BEGIN Information given

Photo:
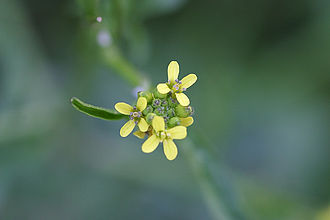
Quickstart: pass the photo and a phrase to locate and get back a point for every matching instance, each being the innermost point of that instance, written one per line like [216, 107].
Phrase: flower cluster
[162, 114]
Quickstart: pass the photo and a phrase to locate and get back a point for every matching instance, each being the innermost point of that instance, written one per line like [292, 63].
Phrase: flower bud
[156, 103]
[159, 95]
[173, 122]
[149, 117]
[160, 111]
[146, 94]
[171, 112]
[147, 110]
[183, 111]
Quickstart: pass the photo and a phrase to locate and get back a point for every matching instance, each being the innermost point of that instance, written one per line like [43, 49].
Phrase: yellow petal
[139, 134]
[188, 81]
[127, 128]
[186, 121]
[178, 132]
[173, 71]
[170, 149]
[163, 88]
[158, 123]
[141, 103]
[150, 144]
[123, 108]
[143, 125]
[182, 99]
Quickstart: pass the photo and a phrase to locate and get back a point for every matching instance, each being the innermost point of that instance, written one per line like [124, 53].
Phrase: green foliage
[95, 111]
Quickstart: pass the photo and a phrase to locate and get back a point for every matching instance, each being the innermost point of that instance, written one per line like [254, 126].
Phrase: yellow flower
[160, 134]
[135, 114]
[186, 121]
[175, 86]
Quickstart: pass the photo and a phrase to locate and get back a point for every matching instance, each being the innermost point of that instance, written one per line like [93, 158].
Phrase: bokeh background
[261, 108]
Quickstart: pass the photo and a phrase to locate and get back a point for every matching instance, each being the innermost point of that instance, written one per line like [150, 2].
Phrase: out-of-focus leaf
[95, 111]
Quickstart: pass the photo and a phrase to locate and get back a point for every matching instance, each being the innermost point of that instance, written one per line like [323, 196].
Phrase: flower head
[135, 116]
[175, 86]
[165, 136]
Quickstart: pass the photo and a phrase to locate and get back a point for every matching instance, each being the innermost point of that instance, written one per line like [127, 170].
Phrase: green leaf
[95, 111]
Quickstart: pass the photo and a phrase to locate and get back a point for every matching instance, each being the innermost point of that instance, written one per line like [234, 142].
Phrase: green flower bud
[147, 110]
[170, 112]
[147, 95]
[173, 122]
[160, 111]
[159, 95]
[182, 111]
[156, 103]
[172, 102]
[149, 117]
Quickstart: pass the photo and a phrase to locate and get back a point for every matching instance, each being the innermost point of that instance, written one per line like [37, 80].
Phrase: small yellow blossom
[186, 121]
[135, 114]
[175, 86]
[160, 134]
[139, 134]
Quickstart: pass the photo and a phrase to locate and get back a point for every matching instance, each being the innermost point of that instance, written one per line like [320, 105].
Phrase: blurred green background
[261, 108]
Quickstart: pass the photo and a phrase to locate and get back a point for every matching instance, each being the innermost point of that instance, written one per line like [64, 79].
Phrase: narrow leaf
[95, 111]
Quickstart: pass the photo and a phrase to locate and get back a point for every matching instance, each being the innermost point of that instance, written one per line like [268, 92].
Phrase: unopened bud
[147, 95]
[159, 95]
[173, 122]
[182, 111]
[147, 110]
[149, 117]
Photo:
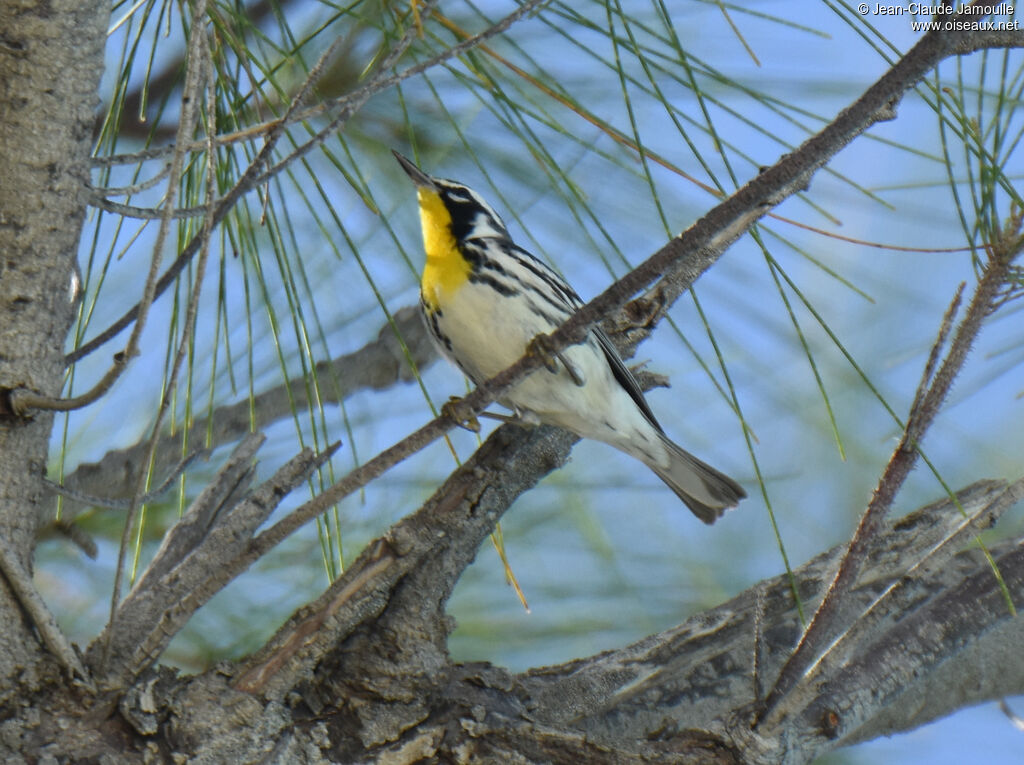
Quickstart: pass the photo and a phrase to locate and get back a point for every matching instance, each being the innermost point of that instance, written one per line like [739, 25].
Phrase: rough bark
[50, 64]
[363, 674]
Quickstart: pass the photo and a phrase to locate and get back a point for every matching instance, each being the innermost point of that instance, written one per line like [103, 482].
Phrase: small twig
[112, 503]
[101, 193]
[50, 633]
[348, 104]
[936, 353]
[192, 88]
[759, 617]
[823, 625]
[896, 598]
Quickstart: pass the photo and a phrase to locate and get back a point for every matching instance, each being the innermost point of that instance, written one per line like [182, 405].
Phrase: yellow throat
[445, 269]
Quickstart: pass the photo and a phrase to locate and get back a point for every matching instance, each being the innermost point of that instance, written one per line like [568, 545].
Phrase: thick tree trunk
[363, 674]
[51, 57]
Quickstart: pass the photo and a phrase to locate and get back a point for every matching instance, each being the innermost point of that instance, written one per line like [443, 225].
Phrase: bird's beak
[419, 177]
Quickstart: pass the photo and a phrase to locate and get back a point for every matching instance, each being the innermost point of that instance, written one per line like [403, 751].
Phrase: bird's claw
[449, 410]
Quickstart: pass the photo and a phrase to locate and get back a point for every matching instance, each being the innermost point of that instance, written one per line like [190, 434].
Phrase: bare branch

END Information given

▸ Activity
Give only the lines from the one holding "Phrase: rough bark" through the one holding "like [103, 482].", each restated exactly as it appears above.

▸ The completed task
Phrase: rough bark
[50, 64]
[363, 674]
Quickstart: pass the photo and a phrase to locate and get back a point for every matching instance, each being the innermost point of that instance, written one per line like [103, 482].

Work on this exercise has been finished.